* _Document excerpt_:
Unusual Weather May Have Caused Antelope Mass Death in 2015

More than 200,000 saiga antelope died suddenly over the course of a couple weeks in 2015. Scientists blamed bacteria called Pasteurella multocida type B. But new research suggests the antelope already contained the organism in their bodies, and that unusual heat and humidity released the bacteria, causing them to multiply rapidly in the days leading up to the event.

Over several hundreds of miles of central Kazakhstan, antelope began showing symptoms of blood poisoning, called hemorrhagic septicemia. Suddenly, they stopped eating. At first, one or two antelopes would die. But by the end of the seventh day, they were all dead.

More than 200,000 saga antelope died suddenly due to bacteria—and warmer weather.

Pasteurella multocida type B is so toxic that an infected animal doesn’t have time to show many symptoms. It normally lives in the antelope’s tonsils, but during the event, they quickly spread to the bloodstream, causing the hemorrhaging.

* _Source information_:

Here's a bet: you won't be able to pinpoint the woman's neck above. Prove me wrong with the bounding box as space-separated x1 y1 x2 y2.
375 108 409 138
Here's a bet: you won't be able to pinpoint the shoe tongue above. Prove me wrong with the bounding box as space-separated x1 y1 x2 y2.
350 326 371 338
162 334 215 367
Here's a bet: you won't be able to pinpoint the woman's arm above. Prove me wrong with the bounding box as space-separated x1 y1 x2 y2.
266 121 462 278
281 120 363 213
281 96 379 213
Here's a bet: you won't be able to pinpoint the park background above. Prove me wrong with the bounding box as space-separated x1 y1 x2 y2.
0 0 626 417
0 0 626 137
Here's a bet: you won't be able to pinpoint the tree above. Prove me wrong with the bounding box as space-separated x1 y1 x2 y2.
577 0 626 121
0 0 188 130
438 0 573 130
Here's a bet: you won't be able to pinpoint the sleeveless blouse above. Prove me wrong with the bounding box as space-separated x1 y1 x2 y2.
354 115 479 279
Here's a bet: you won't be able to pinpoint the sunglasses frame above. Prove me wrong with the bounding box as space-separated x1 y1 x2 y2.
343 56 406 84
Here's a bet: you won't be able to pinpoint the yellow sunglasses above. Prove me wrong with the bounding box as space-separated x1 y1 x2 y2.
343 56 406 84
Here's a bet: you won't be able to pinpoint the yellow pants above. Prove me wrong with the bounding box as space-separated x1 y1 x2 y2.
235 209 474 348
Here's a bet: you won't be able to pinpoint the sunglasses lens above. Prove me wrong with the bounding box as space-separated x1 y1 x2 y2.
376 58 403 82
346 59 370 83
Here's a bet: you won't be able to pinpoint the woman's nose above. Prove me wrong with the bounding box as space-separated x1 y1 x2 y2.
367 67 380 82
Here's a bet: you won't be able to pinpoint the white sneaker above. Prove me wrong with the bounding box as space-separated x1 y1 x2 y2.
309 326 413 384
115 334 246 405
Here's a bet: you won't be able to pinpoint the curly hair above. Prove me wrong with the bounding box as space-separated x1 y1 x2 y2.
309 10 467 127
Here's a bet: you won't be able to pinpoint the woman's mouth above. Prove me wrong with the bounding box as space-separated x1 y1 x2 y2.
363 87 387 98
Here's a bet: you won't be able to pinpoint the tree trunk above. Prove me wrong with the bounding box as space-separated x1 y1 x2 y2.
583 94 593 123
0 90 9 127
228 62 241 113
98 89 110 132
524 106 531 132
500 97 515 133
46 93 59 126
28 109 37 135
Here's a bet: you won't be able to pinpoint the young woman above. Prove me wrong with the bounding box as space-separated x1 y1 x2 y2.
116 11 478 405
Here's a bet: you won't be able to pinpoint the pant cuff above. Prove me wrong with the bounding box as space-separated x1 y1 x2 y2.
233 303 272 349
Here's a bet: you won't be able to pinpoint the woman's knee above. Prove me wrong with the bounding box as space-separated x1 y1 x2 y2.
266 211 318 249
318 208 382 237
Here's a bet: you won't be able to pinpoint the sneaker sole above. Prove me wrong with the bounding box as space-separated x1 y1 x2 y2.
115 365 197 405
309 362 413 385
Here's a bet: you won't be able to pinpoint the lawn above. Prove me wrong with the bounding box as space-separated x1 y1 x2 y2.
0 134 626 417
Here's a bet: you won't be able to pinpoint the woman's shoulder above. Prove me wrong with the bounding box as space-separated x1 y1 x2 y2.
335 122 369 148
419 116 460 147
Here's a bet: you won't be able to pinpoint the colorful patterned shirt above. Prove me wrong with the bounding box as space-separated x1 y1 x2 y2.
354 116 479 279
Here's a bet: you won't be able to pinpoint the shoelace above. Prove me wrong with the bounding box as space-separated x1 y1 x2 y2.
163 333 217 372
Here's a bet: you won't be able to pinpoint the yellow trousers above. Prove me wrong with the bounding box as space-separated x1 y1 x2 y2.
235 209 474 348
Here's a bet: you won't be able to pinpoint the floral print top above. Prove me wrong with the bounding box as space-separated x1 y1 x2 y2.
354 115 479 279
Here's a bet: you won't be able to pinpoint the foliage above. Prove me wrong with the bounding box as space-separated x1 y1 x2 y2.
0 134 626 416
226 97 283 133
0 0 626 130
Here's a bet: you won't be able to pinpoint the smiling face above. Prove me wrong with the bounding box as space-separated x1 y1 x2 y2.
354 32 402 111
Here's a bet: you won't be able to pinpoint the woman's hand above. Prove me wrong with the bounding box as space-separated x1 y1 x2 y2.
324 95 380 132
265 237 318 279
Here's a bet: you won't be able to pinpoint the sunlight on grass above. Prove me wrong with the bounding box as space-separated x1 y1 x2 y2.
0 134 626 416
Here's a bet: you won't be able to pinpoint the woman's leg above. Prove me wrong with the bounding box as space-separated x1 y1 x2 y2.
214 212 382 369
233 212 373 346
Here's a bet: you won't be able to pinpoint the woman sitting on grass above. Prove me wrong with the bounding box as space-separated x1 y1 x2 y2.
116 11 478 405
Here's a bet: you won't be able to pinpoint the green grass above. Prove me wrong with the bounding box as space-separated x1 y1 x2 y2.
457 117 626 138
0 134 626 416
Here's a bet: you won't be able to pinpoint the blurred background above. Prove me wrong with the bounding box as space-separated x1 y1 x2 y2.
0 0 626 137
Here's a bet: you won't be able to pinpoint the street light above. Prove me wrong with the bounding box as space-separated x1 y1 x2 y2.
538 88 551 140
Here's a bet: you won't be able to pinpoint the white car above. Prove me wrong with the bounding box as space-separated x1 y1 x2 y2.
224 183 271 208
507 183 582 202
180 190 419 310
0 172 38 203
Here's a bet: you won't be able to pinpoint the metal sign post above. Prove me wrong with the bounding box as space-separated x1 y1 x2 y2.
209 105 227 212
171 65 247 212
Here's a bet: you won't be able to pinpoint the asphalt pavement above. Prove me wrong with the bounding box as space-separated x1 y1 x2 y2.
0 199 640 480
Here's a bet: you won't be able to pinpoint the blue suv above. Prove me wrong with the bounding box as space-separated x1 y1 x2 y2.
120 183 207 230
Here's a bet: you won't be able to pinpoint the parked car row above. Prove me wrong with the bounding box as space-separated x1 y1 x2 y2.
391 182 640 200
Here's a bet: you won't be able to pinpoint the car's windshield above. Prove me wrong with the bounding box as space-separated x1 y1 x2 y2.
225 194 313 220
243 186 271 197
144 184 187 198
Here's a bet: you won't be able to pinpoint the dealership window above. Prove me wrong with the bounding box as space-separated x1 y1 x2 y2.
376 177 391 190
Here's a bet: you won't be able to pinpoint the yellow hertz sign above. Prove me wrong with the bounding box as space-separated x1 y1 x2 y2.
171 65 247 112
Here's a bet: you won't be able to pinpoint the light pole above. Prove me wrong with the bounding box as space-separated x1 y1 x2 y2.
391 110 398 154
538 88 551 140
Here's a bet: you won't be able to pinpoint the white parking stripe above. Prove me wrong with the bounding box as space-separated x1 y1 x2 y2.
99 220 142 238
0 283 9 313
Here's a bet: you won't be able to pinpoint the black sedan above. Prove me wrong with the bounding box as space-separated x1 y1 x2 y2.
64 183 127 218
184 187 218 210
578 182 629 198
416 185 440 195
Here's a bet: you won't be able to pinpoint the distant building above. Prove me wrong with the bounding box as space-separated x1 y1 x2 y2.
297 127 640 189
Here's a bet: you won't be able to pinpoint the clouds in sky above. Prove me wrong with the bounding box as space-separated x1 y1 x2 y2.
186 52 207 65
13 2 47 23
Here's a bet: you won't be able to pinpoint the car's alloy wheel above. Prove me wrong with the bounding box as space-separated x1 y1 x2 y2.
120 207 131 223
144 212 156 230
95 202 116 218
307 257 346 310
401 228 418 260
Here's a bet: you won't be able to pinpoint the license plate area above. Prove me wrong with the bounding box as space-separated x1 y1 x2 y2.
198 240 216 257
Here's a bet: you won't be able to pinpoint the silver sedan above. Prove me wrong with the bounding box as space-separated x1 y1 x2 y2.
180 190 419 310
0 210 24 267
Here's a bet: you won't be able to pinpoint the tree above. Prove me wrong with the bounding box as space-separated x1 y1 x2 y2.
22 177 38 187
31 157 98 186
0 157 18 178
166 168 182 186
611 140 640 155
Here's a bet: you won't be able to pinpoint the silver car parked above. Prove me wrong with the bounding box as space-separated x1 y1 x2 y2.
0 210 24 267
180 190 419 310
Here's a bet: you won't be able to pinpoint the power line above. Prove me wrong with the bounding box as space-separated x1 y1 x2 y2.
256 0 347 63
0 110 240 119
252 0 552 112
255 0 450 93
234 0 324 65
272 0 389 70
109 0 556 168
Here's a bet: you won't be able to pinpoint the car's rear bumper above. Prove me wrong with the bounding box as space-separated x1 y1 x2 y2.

* _Activity 1_:
Answer these questions using the saiga antelope article.
(a) Which bacteria did scientists blame for the deaths?
(b) In what part of Kazakhstan did the antelope show symptoms?
(c) Where in the antelope does the organism normally live?
* _Activity 2_: Shorten the saiga antelope article's paragraph beginning "Over several hundreds of miles" into a list that keeps its main facts.
The items were taken from a different source than the text.

* _Task solution 1_:
(a) Pasteurella multocida type B
(b) Central Kazakhstan
(c) In the antelope's tonsils

* _Task solution 2_:
- Across several hundred miles of central Kazakhstan, antelope showed symptoms of blood poisoning (hemorrhagic septicemia).
- They suddenly stopped eating.
- At first only one or two died.
- By the end of the seventh day, all were dead.